INPUT MATERIAL:
↓↓↓

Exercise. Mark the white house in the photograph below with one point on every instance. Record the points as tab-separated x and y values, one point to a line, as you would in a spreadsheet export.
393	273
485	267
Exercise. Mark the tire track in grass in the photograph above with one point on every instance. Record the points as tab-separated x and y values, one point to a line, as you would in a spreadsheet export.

↑↑↑
↓↓↓

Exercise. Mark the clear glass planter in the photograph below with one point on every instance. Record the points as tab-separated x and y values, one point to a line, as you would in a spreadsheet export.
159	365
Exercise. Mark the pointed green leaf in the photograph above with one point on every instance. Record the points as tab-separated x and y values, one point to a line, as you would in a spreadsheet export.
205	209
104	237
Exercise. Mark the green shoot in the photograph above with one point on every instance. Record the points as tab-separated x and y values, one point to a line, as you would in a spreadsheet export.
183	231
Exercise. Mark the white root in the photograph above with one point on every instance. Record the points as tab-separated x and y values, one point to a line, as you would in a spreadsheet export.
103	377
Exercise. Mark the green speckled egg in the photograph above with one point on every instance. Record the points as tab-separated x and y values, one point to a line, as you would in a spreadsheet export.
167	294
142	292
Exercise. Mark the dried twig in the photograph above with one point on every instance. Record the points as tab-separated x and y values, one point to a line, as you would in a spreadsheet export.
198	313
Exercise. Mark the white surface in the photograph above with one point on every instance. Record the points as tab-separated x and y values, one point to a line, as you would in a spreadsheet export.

↑↑↑

GIVEN INSTRUCTION:
Write out the material above verbatim, starting at the line that contains "Exercise. Mark the pointed" and ending at the line that contains "Exercise. Mark the white surface", with both of those lines included.

WRITTEN RESPONSE:
Exercise. Mark the pointed green leaf in the photograph above with one point on every instance. Record the points as tab-separated x and y values, one point to a line, as you would in a spreadsheet export.
205	209
104	237
Exercise. Mark the green shoot in the photograph above with one point on every instance. Record the points as tab-separated x and y values, one point to a line, as you would in a spreadsheet export.
183	231
Exercise. Mark the white root in the photograph above with one point on every instance. Record the points as tab-separated x and y values, one point to a line, as you would in a spreadsheet export.
103	377
Exercise. Mark the green speckled egg in the photograph above with one point on every instance. Record the points as tab-separated x and y values, one point to a line, as you would in a spreadsheet export.
167	294
142	292
Exercise. Mark the dried twig in the photograph above with one point on every instance. Record the points as tab-separated x and y values, one point to a line, as you would in a spreadsheet export.
198	313
Exercise. Mark the white surface in the photograph above with one point on every instance. Record the points as tab-separated x and y values, one point to a line, as you would in a spreadsheet export.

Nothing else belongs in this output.